### [TASK DETAILS]
Edit the items below by changing each "biggest circle" to "largest circle" and leaving every other word as it is.

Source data
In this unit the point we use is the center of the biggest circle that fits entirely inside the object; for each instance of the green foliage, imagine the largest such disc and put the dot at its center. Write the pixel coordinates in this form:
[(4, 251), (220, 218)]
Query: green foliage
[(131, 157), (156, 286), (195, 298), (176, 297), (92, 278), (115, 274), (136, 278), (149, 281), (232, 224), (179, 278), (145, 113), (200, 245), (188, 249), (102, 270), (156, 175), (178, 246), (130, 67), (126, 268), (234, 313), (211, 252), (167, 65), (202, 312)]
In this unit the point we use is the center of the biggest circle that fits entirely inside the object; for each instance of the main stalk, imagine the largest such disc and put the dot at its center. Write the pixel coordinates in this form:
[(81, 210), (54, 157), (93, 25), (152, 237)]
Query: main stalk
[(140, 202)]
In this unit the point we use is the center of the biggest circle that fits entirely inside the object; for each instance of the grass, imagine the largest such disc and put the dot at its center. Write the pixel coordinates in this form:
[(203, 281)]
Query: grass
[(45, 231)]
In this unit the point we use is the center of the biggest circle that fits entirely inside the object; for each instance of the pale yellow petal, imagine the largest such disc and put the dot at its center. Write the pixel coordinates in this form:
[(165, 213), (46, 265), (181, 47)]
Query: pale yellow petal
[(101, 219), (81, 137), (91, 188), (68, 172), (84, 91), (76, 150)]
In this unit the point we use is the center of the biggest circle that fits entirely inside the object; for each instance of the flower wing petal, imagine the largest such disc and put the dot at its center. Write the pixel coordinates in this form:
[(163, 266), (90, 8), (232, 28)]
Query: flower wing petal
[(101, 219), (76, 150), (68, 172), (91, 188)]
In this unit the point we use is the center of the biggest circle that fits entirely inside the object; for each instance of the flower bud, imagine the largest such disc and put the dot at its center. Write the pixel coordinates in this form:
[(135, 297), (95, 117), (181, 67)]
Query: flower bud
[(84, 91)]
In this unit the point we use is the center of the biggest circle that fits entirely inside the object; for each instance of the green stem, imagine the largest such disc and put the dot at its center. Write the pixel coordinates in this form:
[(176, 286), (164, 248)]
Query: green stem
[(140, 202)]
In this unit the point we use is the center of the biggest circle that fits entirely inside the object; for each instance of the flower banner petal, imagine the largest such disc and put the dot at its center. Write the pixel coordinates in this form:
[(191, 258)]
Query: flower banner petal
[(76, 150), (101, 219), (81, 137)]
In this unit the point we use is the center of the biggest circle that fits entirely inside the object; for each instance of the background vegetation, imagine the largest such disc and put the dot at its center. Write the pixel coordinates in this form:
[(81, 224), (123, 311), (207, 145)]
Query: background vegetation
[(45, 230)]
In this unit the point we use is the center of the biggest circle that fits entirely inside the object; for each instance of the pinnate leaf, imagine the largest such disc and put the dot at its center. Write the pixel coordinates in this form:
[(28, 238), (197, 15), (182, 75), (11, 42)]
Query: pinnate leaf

### [RESPONSE FOR THIS EXERCISE]
In this unit the point we use is the center of the largest circle that fits entirely inside the object; for each instance of the green foliage, imagine the largest such disc and put the dot at its center. Write the pixel coordinates in this form:
[(4, 251), (220, 218)]
Query: green foliage
[(131, 157), (156, 286), (195, 298), (176, 297), (92, 278), (115, 274), (136, 278), (149, 281), (232, 224), (179, 278), (145, 113), (200, 245), (188, 249), (102, 270), (156, 175), (178, 246), (130, 67), (126, 268), (234, 313), (211, 252), (167, 65), (202, 312)]
In this unit the point we use is the center of the largest circle that fits entirely inside the object; for each instance of the main stalk, imagine the largest such disc and put the dot at its center. Write the pixel coordinates in this form:
[(81, 210), (54, 157), (93, 25), (152, 237)]
Query: main stalk
[(140, 202)]
In this unit the point we use is the center of the largest circle that fits entirely inside the object; for each instance of the grass, imagine the largest such disc and put the dot at its center. Write the pixel coordinates in this form:
[(203, 281)]
Query: grass
[(45, 231)]
In this unit the point we use is the center of the largest circle that fits entirely inside the object; for each instance of the pale yellow petal, imagine the largest such disc and put the dot at its center. Write the pixel coordinates in this form:
[(165, 213), (46, 265), (181, 47)]
Query: pale yellow petal
[(101, 219), (81, 137), (91, 188), (68, 172), (84, 91), (76, 150)]
In this unit the point we use is the center of the largest circle that fits entirely inside the object; for each instance of the flower wing petal, imagine the largest such disc and put the dot at its center. Write the pixel coordinates in this form:
[(163, 266), (90, 8), (232, 28)]
Query: flower wing petal
[(101, 219), (76, 150), (68, 172), (91, 188)]
In this unit the point we use is the center of the largest circle that fits entirely inside the object; for each instance of the flower bud, imagine the largest such disc and put the dot at its center. Write the pixel coordinates in this form:
[(135, 297), (95, 117), (181, 67)]
Query: flower bud
[(84, 91)]
In this unit the point we use is the center of the largest circle that fits entirely inside the object; for each instance of the green stem, imagine the largest such disc and put the dot at its center. Write the pixel coordinates in this form:
[(176, 286), (164, 248)]
Query: green stem
[(140, 202)]
In this unit the point we use is the center of the largest circle that fits entirely inside the object; for each instance of the flower banner petal, imagine the largest such disc and put the dot at its center. Write the pixel coordinates in this form:
[(191, 258)]
Query: flower banner petal
[(76, 150), (101, 219), (81, 137)]
In this unit the point we use is the center of the largest circle that fits entirely inside the object; for each instance of the background vegetation, imagine the largest such disc and put the dot at its center. Write the pixel coordinates in this form:
[(81, 224), (123, 311), (207, 145)]
Query: background vegetation
[(45, 230)]
In this unit the point we use is the center of the largest circle that fits entirely inside the object; for each instance of the pinnate leaf, imagine the largest such disc and put the dot at its center. Write the pixel coordinates in this form:
[(28, 238), (197, 15), (182, 75), (11, 42)]
Query: pinnate leaf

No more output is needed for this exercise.